> **WORK TO DO**: Would you retype all of these records exactly?

> **MATERIAL**:
——
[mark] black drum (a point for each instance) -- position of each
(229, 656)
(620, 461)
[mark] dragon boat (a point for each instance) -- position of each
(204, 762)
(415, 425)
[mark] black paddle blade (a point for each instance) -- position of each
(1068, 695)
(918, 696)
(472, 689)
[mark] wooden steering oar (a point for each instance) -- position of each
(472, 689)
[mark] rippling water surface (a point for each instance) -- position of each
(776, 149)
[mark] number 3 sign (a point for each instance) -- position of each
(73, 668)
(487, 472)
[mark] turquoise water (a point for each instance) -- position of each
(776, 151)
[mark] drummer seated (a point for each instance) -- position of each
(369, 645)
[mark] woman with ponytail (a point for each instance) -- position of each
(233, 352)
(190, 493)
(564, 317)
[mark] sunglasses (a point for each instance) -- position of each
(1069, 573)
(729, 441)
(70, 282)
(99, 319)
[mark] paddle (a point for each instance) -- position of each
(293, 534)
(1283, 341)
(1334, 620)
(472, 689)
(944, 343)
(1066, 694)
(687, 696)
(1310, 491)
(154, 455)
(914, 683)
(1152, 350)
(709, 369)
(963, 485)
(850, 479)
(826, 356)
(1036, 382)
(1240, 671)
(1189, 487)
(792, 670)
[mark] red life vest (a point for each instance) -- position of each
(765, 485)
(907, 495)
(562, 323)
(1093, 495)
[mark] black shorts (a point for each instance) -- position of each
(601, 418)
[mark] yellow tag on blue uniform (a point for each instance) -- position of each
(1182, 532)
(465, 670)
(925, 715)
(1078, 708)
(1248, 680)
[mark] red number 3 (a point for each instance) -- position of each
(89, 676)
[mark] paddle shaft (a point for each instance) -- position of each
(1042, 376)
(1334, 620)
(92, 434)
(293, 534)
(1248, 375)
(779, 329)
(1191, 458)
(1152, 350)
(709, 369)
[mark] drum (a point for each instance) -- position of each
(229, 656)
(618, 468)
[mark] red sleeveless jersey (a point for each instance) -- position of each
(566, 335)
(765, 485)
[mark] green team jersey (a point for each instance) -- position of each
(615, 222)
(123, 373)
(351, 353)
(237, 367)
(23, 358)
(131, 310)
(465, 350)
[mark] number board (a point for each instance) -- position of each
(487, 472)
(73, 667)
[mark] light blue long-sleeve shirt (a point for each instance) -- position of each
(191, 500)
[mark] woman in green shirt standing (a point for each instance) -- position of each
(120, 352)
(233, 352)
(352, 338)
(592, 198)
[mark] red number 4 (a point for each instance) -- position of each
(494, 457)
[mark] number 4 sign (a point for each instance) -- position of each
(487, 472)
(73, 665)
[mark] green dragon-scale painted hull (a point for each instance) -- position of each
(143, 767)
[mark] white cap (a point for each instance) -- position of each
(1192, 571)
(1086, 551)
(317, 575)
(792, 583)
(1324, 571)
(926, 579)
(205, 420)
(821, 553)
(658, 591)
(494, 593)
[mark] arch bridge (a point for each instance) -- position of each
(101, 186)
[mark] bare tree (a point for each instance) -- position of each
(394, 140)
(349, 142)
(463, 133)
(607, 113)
——
> **FULL ANSWER**:
[mark] black drum (a point for each instance) -- position of each
(229, 656)
(620, 461)
[mark] dragon boat (a point for each instance) -- position of each
(204, 762)
(415, 425)
[mark] black paddle blade (a point for each instance) -- position of each
(1068, 695)
(918, 696)
(472, 689)
[mark] wooden steering oar (a point for each instance) -- position of each
(472, 689)
[mark] rippling water surface (a point for each instance) -- position of each
(776, 149)
[mark] number 3 sign (a point for each instance) -- position of each
(73, 668)
(487, 472)
[mark] turquoise water (a point for each instance) -- position of each
(776, 151)
[mark] drummer seated (a point for each instance) -- position of each
(369, 645)
[mark] woman with ponytail (a point for each instance) -- position of each
(233, 352)
(190, 493)
(564, 317)
[mark] sunglasses (a point for each instance) -- position of each
(1069, 573)
(729, 441)
(70, 282)
(99, 319)
[mark] paddle (a point for each instance) -- position of each
(293, 534)
(1283, 341)
(1334, 620)
(472, 689)
(944, 343)
(1066, 694)
(687, 696)
(1310, 491)
(154, 455)
(914, 683)
(1152, 350)
(709, 369)
(963, 485)
(850, 479)
(826, 356)
(1036, 382)
(1240, 671)
(1189, 487)
(792, 670)
[mark] red life vest (a point for each instance) -- position of each
(765, 485)
(907, 495)
(562, 323)
(1093, 495)
[mark] black shorts (a point for each instance) -- position of each
(601, 418)
[mark] yellow tag on blue uniform (a point for each instance) -- position of each
(1182, 532)
(465, 670)
(925, 715)
(1078, 708)
(1248, 680)
[mark] red number 3 (a point for each instance) -- position of each
(89, 676)
[mark] paddle shaft (a point for each instance) -- position of each
(1042, 376)
(1334, 620)
(92, 434)
(293, 534)
(1248, 375)
(779, 329)
(1191, 458)
(1152, 350)
(709, 369)
[mark] drum (a point for each instance) -- position of each
(229, 656)
(618, 468)
[mark] red sleeveless jersey (a point for each instance) -- position of each
(566, 335)
(765, 485)
[mark] green team jersey (a point for each instance) -- position of each
(615, 222)
(123, 373)
(351, 353)
(237, 367)
(23, 358)
(131, 310)
(465, 350)
[mark] number board (a point for each instance) -- position of each
(487, 472)
(73, 667)
[mark] light blue long-sleeve shirt (a point for each instance) -- position of each
(191, 500)
[mark] woman in green shirt standing (a point for each instance) -- position of each
(120, 352)
(233, 352)
(352, 338)
(592, 198)
[mark] red number 4 (a point for each instance) -- position of each
(494, 457)
[mark] number 4 sign (a point for each instance) -- position of each
(487, 472)
(73, 665)
[mark] green dragon-scale painted hull (a point for each instance) -- position of each
(143, 767)
[mark] white cap (a point for each instance) -- position of each
(1192, 571)
(1086, 551)
(317, 575)
(792, 583)
(1324, 571)
(926, 579)
(205, 420)
(821, 553)
(658, 591)
(494, 593)
[mark] arch bridge (a point for each instance) -- position of each
(101, 186)
[mark] bare tree (a point for each instance) -- position of each
(394, 140)
(349, 142)
(463, 133)
(607, 113)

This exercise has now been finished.